Required work: Retrieve each line that contains the word "sand" from the entries below.

Data listing:
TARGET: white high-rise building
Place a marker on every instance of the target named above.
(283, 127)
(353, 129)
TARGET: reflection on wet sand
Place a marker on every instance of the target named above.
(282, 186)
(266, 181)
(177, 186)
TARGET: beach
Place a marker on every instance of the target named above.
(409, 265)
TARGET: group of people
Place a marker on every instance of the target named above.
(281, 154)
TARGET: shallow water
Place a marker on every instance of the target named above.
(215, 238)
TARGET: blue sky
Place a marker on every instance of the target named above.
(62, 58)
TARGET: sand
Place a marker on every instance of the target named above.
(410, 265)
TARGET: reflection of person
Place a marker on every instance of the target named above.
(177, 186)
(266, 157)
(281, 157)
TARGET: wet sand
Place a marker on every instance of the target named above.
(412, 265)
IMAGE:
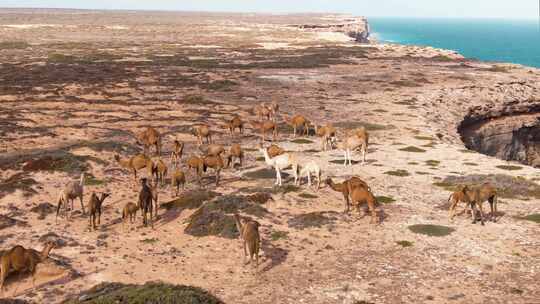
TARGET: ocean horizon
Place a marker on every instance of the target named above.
(495, 40)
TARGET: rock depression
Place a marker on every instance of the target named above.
(510, 131)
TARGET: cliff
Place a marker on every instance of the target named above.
(509, 131)
(356, 28)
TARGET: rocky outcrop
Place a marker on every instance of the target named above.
(357, 28)
(510, 131)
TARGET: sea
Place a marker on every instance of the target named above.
(495, 40)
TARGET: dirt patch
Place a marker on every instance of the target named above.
(405, 244)
(62, 162)
(153, 292)
(18, 181)
(533, 217)
(59, 241)
(260, 197)
(302, 141)
(312, 220)
(510, 167)
(264, 173)
(13, 45)
(190, 200)
(307, 195)
(215, 217)
(412, 149)
(507, 186)
(385, 199)
(431, 230)
(43, 209)
(399, 172)
(349, 125)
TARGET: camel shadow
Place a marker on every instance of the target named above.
(276, 255)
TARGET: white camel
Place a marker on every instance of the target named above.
(311, 168)
(281, 162)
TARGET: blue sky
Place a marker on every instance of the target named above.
(407, 8)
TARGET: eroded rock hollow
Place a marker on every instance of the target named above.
(510, 131)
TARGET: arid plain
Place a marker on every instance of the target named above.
(76, 85)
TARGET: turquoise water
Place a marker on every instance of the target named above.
(515, 41)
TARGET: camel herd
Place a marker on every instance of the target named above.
(355, 191)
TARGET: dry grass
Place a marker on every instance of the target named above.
(398, 172)
(507, 186)
(412, 149)
(431, 230)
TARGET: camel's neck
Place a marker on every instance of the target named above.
(267, 158)
(45, 252)
(335, 187)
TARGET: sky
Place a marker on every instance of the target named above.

Response:
TARGET: reflection on wet sand
TARGET: sand
TARGET: wet sand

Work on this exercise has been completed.